WORK TO BE COMPLETED
Using the entries that follow, please report how many lines contain the word "each", with no other words.

Collected data
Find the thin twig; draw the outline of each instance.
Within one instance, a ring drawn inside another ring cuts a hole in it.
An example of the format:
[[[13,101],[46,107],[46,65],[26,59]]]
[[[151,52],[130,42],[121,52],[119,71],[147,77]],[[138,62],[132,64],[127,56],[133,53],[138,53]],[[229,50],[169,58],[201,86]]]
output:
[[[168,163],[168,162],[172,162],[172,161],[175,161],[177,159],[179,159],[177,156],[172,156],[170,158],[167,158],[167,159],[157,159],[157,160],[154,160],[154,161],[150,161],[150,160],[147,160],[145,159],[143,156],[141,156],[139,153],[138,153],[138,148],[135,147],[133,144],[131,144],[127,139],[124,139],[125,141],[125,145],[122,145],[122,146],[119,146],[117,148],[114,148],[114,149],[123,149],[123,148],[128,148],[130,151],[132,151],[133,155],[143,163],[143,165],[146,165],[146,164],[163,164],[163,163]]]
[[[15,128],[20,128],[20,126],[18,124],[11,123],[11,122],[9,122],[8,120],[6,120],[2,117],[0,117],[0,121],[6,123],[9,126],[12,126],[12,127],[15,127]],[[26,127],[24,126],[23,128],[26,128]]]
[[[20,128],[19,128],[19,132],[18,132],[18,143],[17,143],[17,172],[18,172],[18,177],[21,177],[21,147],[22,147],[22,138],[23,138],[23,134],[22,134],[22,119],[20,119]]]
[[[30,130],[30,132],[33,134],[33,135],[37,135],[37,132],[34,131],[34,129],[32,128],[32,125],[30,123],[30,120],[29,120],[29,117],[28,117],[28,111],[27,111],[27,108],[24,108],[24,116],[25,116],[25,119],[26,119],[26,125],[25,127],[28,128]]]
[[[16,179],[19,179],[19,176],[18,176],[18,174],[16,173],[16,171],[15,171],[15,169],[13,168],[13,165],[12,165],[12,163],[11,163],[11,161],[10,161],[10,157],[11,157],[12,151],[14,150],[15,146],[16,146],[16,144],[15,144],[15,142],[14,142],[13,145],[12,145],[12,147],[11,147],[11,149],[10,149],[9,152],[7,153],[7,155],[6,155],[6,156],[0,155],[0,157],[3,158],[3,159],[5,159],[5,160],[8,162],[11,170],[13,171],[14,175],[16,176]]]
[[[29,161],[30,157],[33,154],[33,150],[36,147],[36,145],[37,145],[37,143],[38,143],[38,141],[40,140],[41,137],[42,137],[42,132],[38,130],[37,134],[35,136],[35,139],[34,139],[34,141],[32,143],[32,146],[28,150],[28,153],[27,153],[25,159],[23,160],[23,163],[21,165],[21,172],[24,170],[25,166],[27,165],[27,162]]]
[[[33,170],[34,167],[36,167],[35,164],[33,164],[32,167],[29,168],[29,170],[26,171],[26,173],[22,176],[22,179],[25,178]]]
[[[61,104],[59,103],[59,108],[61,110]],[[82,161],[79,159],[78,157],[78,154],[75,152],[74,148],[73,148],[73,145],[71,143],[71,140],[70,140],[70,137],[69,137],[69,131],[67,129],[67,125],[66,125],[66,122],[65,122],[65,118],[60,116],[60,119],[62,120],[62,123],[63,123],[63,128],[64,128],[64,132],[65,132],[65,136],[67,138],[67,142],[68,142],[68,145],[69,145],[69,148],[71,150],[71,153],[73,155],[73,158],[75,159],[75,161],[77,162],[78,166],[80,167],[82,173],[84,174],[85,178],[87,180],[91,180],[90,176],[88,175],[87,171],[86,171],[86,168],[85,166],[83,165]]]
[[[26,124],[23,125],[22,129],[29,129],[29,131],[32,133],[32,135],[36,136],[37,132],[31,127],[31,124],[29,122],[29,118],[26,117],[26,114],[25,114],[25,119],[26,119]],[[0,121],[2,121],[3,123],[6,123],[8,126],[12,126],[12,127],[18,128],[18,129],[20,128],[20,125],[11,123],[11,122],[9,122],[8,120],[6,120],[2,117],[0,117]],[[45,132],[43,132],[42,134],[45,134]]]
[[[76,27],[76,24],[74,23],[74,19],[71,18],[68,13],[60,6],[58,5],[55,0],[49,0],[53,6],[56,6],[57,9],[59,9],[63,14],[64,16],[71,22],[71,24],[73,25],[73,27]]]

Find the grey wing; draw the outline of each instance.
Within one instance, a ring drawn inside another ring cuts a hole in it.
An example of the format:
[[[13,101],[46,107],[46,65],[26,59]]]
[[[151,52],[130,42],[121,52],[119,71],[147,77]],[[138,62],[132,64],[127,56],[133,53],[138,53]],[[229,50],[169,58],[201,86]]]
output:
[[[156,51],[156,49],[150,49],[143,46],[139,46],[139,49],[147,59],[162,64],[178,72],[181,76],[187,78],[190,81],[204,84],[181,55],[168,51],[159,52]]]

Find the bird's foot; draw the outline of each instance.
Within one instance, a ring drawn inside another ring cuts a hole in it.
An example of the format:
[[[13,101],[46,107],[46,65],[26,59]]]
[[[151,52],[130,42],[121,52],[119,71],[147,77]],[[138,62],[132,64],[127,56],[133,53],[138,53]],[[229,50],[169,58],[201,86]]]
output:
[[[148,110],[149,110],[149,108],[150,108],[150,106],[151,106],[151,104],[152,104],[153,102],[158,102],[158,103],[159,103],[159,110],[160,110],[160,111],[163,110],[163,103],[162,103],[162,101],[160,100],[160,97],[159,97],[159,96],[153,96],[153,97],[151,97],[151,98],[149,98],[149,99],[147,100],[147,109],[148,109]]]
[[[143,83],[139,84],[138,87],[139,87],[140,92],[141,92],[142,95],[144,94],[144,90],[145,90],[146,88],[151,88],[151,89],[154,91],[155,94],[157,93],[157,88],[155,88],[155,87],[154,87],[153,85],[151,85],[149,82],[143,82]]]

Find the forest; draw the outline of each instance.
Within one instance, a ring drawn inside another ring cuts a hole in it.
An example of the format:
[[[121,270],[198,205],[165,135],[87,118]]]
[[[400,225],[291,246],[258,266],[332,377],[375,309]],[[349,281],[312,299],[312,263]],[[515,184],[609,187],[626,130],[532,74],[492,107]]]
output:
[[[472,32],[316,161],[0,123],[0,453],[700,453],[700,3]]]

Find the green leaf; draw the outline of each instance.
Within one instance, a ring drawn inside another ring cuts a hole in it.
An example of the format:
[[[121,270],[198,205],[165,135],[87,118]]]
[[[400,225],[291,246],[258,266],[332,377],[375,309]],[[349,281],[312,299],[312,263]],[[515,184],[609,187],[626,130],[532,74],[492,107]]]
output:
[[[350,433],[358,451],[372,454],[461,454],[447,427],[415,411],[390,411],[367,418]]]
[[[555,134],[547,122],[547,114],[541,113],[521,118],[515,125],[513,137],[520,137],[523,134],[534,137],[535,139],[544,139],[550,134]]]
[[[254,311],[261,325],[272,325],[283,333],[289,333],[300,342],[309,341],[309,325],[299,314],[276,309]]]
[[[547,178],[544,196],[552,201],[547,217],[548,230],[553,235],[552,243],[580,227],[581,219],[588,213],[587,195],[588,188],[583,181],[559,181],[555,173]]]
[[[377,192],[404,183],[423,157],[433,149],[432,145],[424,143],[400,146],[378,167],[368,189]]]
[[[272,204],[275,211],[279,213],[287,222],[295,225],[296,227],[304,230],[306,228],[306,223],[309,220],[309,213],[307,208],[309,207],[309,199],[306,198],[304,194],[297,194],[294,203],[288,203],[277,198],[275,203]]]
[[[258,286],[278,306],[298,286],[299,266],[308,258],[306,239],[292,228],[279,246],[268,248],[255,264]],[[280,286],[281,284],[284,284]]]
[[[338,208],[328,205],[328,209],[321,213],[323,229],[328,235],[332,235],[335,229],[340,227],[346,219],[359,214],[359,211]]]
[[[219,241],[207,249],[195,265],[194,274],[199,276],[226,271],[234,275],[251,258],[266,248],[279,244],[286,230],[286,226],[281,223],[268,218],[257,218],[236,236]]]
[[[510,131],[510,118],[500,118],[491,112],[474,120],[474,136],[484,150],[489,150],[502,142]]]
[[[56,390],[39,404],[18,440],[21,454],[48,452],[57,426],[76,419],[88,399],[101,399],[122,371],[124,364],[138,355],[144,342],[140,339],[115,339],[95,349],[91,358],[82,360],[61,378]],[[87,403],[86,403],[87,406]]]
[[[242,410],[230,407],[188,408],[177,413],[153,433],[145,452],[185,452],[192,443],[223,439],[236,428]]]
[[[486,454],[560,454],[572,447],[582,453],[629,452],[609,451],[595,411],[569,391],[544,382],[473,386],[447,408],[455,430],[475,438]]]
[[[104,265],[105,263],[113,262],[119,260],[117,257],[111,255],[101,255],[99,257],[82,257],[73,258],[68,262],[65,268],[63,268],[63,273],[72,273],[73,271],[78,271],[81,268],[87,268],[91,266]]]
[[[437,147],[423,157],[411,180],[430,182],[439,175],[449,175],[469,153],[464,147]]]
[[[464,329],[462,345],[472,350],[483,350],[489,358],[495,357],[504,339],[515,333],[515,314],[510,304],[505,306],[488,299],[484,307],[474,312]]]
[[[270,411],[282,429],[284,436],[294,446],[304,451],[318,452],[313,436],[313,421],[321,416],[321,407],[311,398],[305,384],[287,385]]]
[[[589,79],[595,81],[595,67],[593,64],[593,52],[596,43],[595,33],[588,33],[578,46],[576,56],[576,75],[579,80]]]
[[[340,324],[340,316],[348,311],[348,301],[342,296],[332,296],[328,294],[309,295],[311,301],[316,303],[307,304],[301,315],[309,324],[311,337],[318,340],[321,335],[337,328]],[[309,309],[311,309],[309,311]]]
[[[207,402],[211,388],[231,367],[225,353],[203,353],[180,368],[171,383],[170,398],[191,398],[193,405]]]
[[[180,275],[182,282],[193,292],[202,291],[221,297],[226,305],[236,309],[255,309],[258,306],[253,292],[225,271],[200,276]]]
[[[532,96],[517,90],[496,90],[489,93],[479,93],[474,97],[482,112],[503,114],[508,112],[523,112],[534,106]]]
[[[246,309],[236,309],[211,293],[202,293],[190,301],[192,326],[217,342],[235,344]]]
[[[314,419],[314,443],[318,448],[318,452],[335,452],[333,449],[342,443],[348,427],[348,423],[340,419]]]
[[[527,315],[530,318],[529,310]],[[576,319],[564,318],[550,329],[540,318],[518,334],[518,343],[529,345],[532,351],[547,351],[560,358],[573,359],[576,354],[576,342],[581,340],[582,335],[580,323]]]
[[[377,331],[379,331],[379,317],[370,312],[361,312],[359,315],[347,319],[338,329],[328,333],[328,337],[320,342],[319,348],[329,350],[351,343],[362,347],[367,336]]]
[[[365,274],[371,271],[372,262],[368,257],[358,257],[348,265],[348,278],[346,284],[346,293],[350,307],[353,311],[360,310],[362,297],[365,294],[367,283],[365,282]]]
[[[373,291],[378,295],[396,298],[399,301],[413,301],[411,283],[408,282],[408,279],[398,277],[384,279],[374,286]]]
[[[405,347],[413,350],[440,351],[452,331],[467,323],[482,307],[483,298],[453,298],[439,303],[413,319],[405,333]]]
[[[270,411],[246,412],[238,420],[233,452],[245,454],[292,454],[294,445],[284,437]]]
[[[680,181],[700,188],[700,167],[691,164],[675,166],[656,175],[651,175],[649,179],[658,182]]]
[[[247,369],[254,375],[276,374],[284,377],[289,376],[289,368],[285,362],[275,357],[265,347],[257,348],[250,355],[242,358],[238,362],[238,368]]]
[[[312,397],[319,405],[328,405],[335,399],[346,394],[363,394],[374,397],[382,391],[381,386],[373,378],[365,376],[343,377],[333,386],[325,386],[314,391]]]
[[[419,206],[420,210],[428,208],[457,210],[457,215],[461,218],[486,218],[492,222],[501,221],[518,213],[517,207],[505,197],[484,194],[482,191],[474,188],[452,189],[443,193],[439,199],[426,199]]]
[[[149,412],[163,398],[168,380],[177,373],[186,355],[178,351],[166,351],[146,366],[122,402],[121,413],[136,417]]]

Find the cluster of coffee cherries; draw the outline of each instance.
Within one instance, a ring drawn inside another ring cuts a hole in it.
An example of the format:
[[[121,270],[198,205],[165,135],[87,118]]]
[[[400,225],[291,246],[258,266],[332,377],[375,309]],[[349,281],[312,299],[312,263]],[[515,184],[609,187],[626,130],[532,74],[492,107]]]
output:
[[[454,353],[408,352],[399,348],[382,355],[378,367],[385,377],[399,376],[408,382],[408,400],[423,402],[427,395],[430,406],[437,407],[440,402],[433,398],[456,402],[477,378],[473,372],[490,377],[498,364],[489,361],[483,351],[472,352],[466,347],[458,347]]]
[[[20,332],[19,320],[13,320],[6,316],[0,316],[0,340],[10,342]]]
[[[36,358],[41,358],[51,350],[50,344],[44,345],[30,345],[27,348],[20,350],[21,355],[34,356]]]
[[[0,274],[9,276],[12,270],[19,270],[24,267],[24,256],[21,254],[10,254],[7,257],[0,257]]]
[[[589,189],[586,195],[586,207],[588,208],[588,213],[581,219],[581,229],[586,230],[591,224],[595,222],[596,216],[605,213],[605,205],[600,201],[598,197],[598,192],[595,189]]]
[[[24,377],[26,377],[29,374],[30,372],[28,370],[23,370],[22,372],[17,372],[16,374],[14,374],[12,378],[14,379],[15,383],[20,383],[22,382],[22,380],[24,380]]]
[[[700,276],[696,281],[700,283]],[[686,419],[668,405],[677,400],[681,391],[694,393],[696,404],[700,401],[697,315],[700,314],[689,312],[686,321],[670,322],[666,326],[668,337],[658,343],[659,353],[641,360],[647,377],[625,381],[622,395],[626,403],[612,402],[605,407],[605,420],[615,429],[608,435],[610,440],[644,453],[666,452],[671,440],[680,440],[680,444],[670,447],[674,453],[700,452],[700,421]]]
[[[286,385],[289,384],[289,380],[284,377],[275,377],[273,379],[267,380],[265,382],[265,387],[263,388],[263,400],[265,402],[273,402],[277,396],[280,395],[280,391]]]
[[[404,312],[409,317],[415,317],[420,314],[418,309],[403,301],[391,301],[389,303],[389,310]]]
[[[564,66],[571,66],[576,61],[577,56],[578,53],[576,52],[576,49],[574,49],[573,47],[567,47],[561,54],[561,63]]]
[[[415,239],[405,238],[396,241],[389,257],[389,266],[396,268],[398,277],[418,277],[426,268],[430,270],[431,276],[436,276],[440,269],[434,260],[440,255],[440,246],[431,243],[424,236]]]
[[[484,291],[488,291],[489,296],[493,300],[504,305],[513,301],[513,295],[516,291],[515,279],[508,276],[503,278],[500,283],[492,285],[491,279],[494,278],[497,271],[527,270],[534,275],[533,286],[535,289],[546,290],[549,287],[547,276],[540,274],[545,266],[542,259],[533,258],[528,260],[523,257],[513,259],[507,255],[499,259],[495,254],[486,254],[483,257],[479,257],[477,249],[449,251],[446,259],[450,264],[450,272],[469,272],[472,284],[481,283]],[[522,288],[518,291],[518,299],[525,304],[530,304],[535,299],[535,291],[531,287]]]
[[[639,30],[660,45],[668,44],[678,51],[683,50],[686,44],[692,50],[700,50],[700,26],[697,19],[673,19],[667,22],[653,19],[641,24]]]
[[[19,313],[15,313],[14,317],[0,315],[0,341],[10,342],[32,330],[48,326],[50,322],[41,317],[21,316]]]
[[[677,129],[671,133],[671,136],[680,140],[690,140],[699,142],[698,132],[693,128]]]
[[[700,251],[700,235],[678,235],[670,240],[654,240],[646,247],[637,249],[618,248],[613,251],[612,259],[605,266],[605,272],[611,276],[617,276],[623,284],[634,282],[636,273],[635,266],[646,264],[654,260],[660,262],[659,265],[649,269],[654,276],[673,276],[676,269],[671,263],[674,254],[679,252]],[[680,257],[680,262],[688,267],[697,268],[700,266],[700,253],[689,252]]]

RESPONSE TO THE EXERCISE
6